Seminar - Visualization and directional measures of population differentiation based on the saddlepoint approximation method

School of Mathematics and Statistics Research Seminar

Speaker: Dr Louise McMillan
Time: Thursday 20th February 2020 at 04:00 PM - 05:00 PM
Location: Cotton Club, Cotton 350
Groups: "Mathematics" "Statistics and Operations Research"

Add to Calendar Add to your calendar

Abstract

Biologists have a multitude of software packages available to them for analysing population genetics: the study of variation between groups of animals in different sampling locations. Many of these tools perform genetic assignment, indicating which is the most likely source population for a given animal. However, the visualizations for these methods are difficult to interpret, when they are available at all.

We have developed a method for visualizing genetic assignment data by characterizing the distribution of genetic profiles for each candidate source population (McMillan & Fewster, 2017). This method enhances the assignment method of Rannala & Mountain (1997) by calculating appropriate graph positions for individuals for which some genetic data are missing. It uses the saddlepoint method (Daniels, 1954, and Lugannani & Rice, 1980), a highly accurate method for approximating distributions. The visualization method makes it straightforward to detect features of population structure and to judge the discriminative power of the genetic data for assigning individuals to source populations.

I will also describe new methods for quantifying population genetic structure. The measures we propose are closely related to the visualization approach, and enable visual features obvious from the plots to be expressed more formally. One measure is incumbent detection probability: for two random genotypes arising from populations A and B, the probability that the one from A has the better fit to A and thus would be correctly identified as the “incumbent” in A. Another measure is home assignment probability: the probability that a random genotype arising from A would be correctly assigned to A rather than B.

These measures are sensitive to subtle population structure, and are particularly useful for eliciting asymmetric features of the populations being studied, e.g. where one population has undergone extensive genetic drift but the other population has remained large enough to retain greater genetic diversity.

I will illustrate these methods using microsatellite genotype data from ship rats and southern right whales, and will discuss future plans for multi-population measures and goodness-of-fit tests.

Entries supplied:

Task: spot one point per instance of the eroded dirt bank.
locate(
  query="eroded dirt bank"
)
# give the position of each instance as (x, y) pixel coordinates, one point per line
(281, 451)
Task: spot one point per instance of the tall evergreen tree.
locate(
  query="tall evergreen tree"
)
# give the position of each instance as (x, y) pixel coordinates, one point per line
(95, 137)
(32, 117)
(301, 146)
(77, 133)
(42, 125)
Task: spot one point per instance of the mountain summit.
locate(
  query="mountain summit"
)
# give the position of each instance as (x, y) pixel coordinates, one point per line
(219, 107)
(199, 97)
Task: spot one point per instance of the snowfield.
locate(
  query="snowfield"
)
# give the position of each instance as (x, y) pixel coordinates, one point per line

Problem 1:
In the seminar announcement above, do the following statements agree with the text? Answer yes or no for each and quote the words that decide it. (a) The seminar takes place in Cotton 350. (b) The visualization method leaves out individuals whose genetic data are partly missing. (c) The methods are illustrated with data from ship rats and southern right whales.
Problem 2:
Translate this sentence from the seminar announcement into Spanish: "Another measure is home assignment probability: the probability that a random genotype arising from A would be correctly assigned to A rather than B."

Final answer 1:
(a) Yes: "Cotton Club, Cotton 350"
(b) No: "by calculating appropriate graph positions for individuals for which some genetic data are missing"
(c) Yes: "microsatellite genotype data from ship rats and southern right whales"

Final answer 2:
Otra medida es la probabilidad de asignación a la población de origen: la probabilidad de que un genotipo aleatorio procedente de A sea asignado correctamente a A y no a B.